Report every line from the material that contains the word "pale".

Start of Block

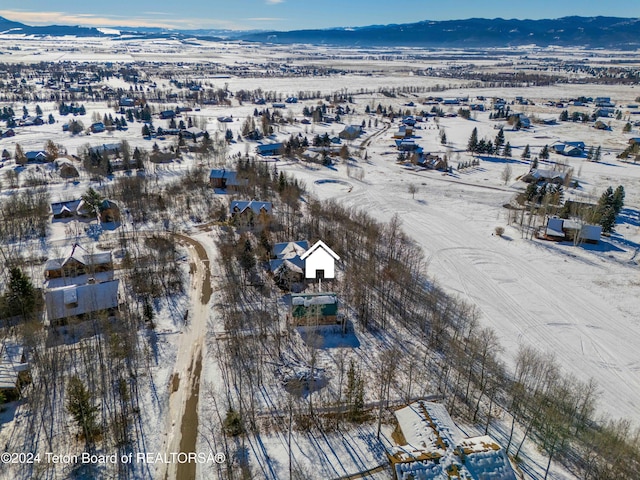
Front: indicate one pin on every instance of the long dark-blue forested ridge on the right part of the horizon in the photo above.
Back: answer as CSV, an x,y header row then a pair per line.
x,y
591,32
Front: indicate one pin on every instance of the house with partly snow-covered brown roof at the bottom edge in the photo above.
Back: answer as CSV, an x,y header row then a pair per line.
x,y
435,448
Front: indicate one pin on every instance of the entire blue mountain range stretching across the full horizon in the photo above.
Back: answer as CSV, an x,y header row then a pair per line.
x,y
589,32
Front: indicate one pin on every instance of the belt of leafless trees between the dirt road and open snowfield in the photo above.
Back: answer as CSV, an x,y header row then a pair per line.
x,y
385,289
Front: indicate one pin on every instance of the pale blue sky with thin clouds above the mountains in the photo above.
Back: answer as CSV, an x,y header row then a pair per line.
x,y
294,14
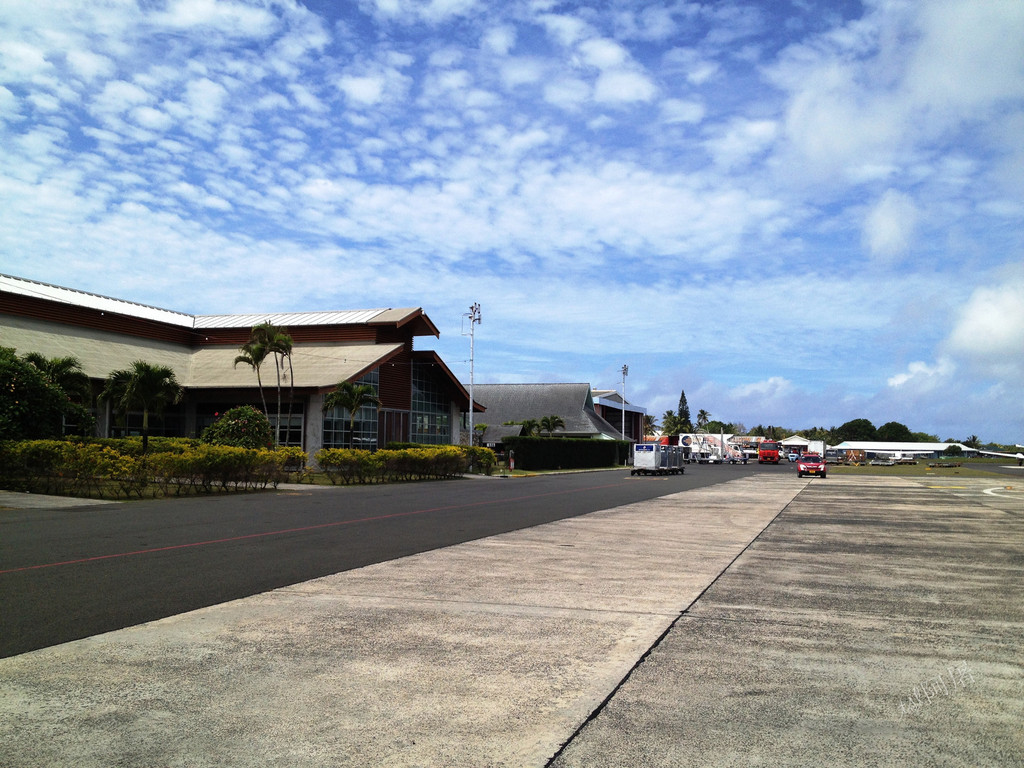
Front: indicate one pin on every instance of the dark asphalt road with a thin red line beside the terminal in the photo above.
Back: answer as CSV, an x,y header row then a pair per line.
x,y
70,574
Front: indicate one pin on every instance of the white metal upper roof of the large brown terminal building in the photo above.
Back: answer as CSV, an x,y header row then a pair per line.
x,y
119,307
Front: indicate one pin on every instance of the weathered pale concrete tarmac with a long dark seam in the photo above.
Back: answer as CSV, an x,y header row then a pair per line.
x,y
767,621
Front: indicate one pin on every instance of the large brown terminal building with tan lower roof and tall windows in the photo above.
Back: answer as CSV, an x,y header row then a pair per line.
x,y
421,400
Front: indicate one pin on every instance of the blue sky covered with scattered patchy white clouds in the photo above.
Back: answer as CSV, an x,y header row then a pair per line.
x,y
799,212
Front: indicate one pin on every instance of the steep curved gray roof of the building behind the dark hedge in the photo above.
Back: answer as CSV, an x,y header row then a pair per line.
x,y
572,402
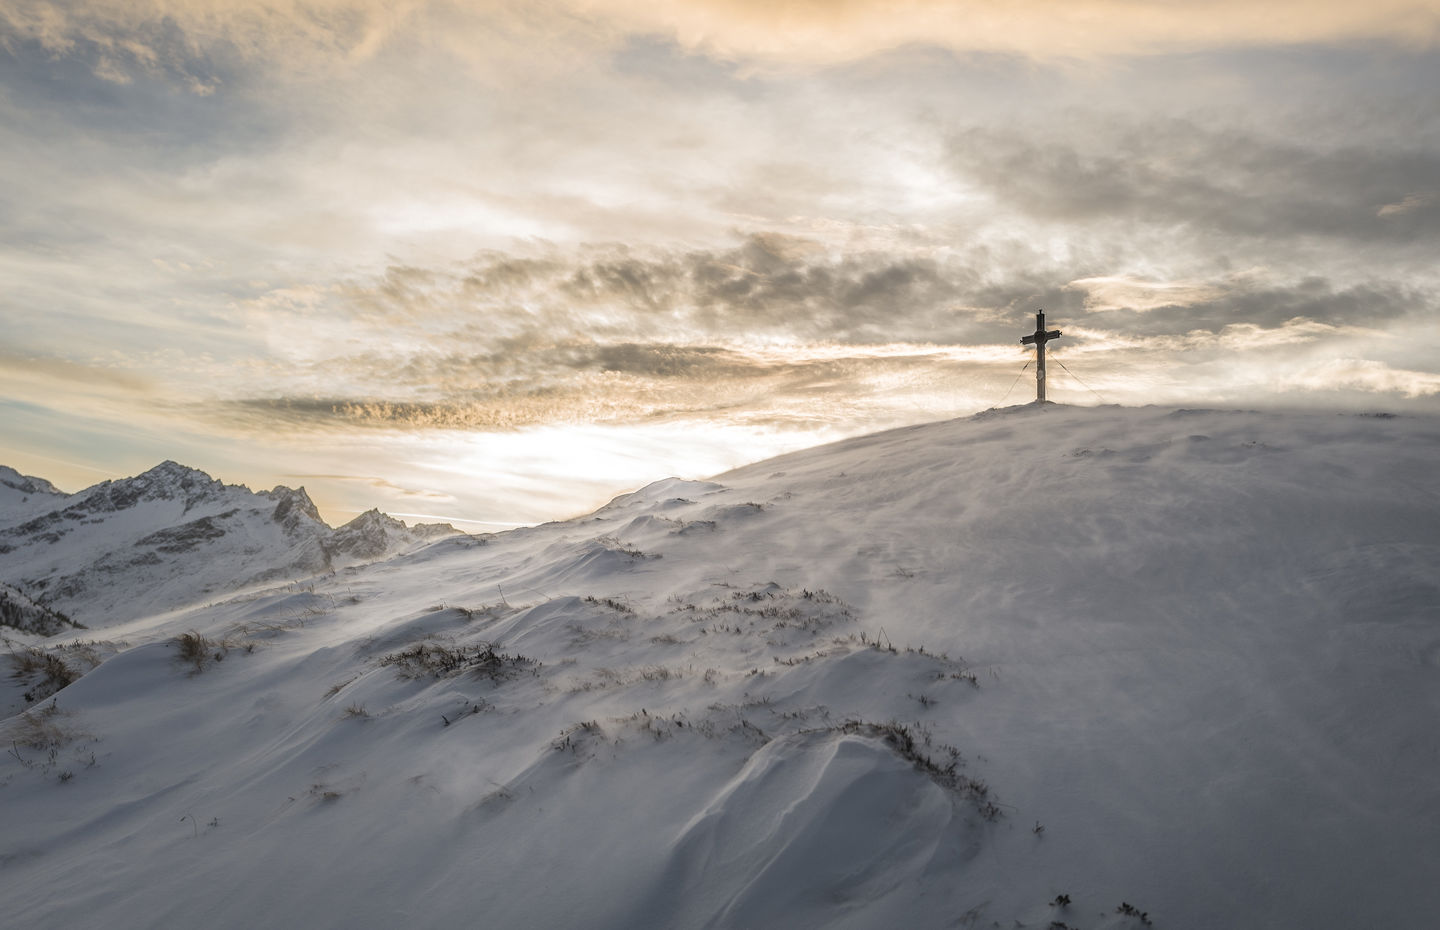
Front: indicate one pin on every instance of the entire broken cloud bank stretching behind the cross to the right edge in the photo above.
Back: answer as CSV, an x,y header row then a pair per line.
x,y
770,330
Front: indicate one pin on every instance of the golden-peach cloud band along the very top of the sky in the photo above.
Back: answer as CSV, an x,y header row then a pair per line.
x,y
307,35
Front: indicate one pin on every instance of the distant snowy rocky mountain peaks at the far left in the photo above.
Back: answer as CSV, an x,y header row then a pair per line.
x,y
169,538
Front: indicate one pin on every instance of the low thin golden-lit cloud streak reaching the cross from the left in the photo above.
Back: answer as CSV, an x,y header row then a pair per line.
x,y
623,384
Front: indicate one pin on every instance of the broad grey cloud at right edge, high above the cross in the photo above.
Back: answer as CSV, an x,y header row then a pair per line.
x,y
1176,173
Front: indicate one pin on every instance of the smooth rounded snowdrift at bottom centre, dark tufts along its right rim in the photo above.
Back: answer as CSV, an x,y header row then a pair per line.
x,y
860,824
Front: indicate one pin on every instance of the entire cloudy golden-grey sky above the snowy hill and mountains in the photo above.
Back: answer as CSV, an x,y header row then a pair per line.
x,y
498,263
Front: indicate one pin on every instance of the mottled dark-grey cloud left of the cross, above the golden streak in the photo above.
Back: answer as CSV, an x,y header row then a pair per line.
x,y
767,289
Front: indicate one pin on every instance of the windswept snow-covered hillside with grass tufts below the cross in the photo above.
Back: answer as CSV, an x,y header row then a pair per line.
x,y
1039,667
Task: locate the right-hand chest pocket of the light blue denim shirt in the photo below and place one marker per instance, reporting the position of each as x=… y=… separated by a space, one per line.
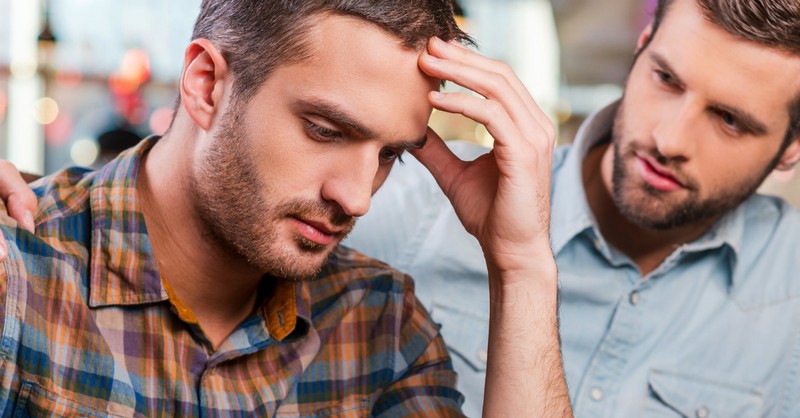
x=680 y=395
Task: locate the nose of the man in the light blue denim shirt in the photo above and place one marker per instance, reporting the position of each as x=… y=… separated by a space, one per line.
x=676 y=130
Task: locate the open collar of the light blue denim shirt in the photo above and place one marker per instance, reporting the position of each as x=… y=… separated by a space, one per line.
x=574 y=215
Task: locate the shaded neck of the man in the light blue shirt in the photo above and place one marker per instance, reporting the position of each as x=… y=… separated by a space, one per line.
x=647 y=248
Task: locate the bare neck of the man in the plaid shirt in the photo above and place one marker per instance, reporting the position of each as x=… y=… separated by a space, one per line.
x=220 y=287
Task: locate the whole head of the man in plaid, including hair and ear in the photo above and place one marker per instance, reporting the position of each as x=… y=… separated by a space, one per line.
x=299 y=122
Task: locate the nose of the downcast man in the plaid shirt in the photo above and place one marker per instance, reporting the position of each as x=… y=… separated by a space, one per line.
x=353 y=181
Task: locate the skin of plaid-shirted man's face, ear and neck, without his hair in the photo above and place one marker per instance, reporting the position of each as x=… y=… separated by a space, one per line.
x=336 y=177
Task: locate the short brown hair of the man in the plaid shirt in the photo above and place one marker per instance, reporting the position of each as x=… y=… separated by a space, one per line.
x=257 y=36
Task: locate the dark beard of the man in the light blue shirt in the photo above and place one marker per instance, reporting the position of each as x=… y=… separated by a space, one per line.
x=657 y=210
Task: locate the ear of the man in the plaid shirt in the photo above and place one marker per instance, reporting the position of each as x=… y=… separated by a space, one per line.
x=203 y=80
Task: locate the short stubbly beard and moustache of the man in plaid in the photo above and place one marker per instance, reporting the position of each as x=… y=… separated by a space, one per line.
x=243 y=215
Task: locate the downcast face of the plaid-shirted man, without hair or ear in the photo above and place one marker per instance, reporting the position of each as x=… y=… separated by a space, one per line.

End of Block

• Output for this task:
Front: indicate one pin on every instance of the pale blue sky with thin clouds above the mountains in the photo above.
Front: indicate one pin on every instance of the weathered pale concrete tarmac with a long dark seam in the photo above.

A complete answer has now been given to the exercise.